» OBJETIVO
Organiza en una tabla Markdown todo lo que va desde la línea que contiene "[point] at the plate" hasta el final del material, incluidas ambas puntas. Usa dos columnas, Fila para el número de fila y Texto para la línea, y deja fuera las líneas en blanco.

» DATOS PROPORCIONADOS

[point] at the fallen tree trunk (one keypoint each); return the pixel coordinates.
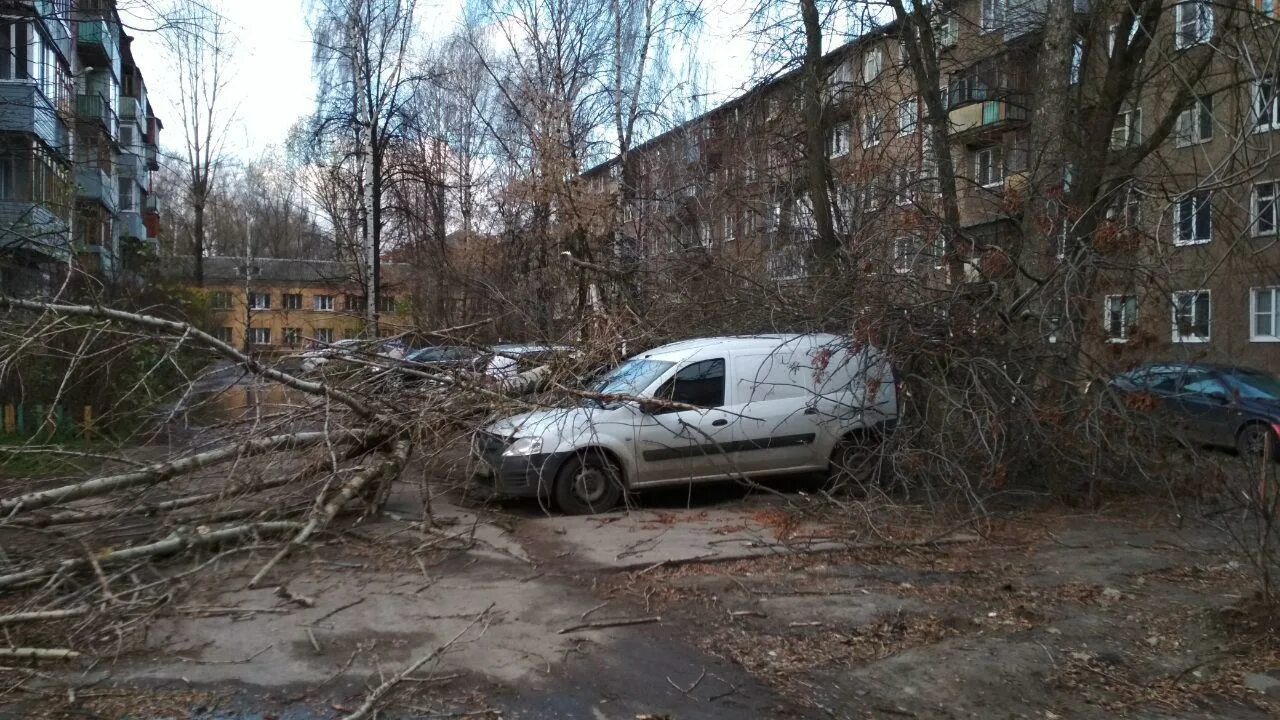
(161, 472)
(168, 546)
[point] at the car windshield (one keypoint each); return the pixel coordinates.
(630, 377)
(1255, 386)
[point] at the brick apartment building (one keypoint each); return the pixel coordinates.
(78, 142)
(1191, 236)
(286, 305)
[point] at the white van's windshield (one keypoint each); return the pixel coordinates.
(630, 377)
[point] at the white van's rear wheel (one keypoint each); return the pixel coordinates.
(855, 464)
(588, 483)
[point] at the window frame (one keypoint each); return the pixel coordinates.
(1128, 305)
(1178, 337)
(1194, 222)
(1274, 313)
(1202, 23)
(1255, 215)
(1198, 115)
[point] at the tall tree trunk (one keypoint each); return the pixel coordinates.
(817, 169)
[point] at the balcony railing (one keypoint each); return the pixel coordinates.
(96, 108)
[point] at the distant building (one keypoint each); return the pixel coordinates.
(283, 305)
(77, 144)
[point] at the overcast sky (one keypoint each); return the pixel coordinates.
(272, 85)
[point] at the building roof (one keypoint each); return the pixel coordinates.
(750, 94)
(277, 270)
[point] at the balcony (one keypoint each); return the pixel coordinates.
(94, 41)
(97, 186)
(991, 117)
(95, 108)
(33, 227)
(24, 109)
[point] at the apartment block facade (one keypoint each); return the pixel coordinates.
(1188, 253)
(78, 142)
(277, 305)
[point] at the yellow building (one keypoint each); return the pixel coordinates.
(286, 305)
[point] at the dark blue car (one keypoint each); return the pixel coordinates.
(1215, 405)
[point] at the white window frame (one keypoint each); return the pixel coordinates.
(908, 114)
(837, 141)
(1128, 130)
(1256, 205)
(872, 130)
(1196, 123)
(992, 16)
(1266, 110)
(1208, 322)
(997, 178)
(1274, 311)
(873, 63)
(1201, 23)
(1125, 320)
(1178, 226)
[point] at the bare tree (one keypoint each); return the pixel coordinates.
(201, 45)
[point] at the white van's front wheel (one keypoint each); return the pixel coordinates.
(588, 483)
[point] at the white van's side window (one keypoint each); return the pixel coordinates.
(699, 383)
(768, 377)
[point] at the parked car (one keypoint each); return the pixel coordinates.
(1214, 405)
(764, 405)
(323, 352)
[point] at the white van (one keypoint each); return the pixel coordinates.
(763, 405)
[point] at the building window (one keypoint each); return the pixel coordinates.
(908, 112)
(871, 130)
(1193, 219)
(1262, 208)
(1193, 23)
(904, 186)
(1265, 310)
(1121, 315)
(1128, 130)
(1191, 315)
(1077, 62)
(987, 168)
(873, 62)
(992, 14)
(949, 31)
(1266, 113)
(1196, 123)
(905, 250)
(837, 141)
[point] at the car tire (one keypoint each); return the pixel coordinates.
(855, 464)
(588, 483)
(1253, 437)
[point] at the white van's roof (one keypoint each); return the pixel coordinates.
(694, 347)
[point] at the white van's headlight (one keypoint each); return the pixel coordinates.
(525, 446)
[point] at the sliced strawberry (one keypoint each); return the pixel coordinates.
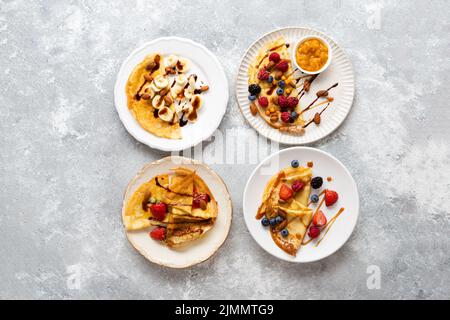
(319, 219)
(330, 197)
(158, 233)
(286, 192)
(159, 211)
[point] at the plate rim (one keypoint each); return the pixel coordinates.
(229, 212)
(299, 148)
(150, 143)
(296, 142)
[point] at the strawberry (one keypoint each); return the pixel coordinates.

» RESPUESTA
| Fila | Texto |
|---|---|
| 1 | [point] at the plate rim (one keypoint each); return the pixel coordinates. |
| 2 | (229, 212) |
| 3 | (299, 148) |
| 4 | (150, 143) |
| 5 | (296, 142) |
| 6 | [point] at the strawberry (one keypoint each); return the pixel coordinates. |